▸ **TASK STATEMENT**: Every entry that follows needs to be repeated exactly.

(Beginning of RECORDS FOR PROCESSING)

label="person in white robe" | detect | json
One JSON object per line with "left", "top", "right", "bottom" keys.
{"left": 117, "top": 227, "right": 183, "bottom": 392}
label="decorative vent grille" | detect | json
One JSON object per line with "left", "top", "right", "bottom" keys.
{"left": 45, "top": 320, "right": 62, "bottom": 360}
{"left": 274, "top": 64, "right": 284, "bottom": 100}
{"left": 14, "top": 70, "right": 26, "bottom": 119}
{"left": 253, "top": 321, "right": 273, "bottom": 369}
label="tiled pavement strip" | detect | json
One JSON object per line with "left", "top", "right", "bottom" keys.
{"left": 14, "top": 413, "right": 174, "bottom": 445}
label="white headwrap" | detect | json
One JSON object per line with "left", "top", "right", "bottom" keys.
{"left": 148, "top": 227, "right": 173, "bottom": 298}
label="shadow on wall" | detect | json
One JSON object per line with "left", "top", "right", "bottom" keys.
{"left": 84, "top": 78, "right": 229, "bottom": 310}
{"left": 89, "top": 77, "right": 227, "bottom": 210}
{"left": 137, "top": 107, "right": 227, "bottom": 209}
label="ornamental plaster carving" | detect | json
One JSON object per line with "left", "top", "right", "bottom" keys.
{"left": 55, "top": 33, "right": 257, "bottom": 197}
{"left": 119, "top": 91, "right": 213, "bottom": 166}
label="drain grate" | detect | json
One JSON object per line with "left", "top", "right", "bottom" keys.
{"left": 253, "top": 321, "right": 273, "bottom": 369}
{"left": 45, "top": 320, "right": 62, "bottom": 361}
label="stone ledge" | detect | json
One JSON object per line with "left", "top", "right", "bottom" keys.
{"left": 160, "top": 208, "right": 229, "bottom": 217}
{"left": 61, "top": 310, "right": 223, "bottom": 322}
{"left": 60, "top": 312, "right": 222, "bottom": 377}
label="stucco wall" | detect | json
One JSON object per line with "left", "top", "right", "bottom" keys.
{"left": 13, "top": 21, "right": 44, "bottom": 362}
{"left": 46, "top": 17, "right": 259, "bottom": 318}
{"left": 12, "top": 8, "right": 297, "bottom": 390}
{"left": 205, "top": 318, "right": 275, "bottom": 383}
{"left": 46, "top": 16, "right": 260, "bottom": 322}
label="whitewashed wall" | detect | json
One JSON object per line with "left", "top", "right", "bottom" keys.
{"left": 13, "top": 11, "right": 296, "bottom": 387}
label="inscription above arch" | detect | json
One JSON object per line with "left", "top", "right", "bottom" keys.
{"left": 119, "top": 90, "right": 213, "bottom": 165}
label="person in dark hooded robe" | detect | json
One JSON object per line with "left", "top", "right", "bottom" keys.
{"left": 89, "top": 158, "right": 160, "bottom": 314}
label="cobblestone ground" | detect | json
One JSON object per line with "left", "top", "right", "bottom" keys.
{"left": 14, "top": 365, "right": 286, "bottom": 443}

(End of RECORDS FOR PROCESSING)

▸ **RESPONSE AREA**:
label="person in white robe" | detect | json
One JSON object per line with "left", "top", "right", "bottom" keys.
{"left": 117, "top": 227, "right": 183, "bottom": 392}
label="decorative vent grille" | detect | json
One JSON object per line with "left", "top", "right", "bottom" keys.
{"left": 45, "top": 320, "right": 62, "bottom": 360}
{"left": 274, "top": 64, "right": 284, "bottom": 100}
{"left": 14, "top": 70, "right": 26, "bottom": 119}
{"left": 253, "top": 321, "right": 273, "bottom": 369}
label="tiled pavement strip" | detect | json
One JSON object per line with "left", "top", "right", "bottom" keys.
{"left": 14, "top": 413, "right": 174, "bottom": 445}
label="white headwrap" | detect | json
One JSON object per line with "left", "top", "right", "bottom" keys.
{"left": 148, "top": 227, "right": 173, "bottom": 298}
label="shadow on wall" | detect | json
One JSON object per line with "left", "top", "right", "bottom" keys.
{"left": 84, "top": 78, "right": 229, "bottom": 310}
{"left": 89, "top": 77, "right": 227, "bottom": 210}
{"left": 137, "top": 107, "right": 227, "bottom": 209}
label="ornamental plaster carving" | detect | json
One JSON object per line with "left", "top", "right", "bottom" keys.
{"left": 55, "top": 33, "right": 257, "bottom": 197}
{"left": 119, "top": 91, "right": 213, "bottom": 166}
label="drain grate" | detect | json
One JSON object per line with "left", "top", "right", "bottom" keys.
{"left": 253, "top": 321, "right": 273, "bottom": 369}
{"left": 45, "top": 320, "right": 62, "bottom": 361}
label="stone ledge" | detect | json
One JSON object per line with "left", "top", "right", "bottom" keys.
{"left": 160, "top": 208, "right": 229, "bottom": 217}
{"left": 61, "top": 310, "right": 223, "bottom": 322}
{"left": 60, "top": 312, "right": 222, "bottom": 377}
label="stucco wall" | detect | json
One JSON object per line with "left", "top", "right", "bottom" keys.
{"left": 13, "top": 21, "right": 44, "bottom": 362}
{"left": 46, "top": 17, "right": 259, "bottom": 318}
{"left": 12, "top": 8, "right": 297, "bottom": 390}
{"left": 205, "top": 318, "right": 275, "bottom": 383}
{"left": 46, "top": 16, "right": 260, "bottom": 322}
label="whitewashed wall" | detect | json
One JSON object per line with "left", "top", "right", "bottom" keys.
{"left": 13, "top": 11, "right": 296, "bottom": 387}
label="inscription above arch" | detect | json
One JSON object per line with "left", "top", "right", "bottom" keys.
{"left": 119, "top": 90, "right": 213, "bottom": 165}
label="person in dark hooded robe" | detect | json
One JSON object per line with "left", "top", "right", "bottom" keys.
{"left": 89, "top": 158, "right": 160, "bottom": 314}
label="cobblestone ground" | detect | json
One JSON object per line with "left", "top", "right", "bottom" keys.
{"left": 14, "top": 365, "right": 286, "bottom": 443}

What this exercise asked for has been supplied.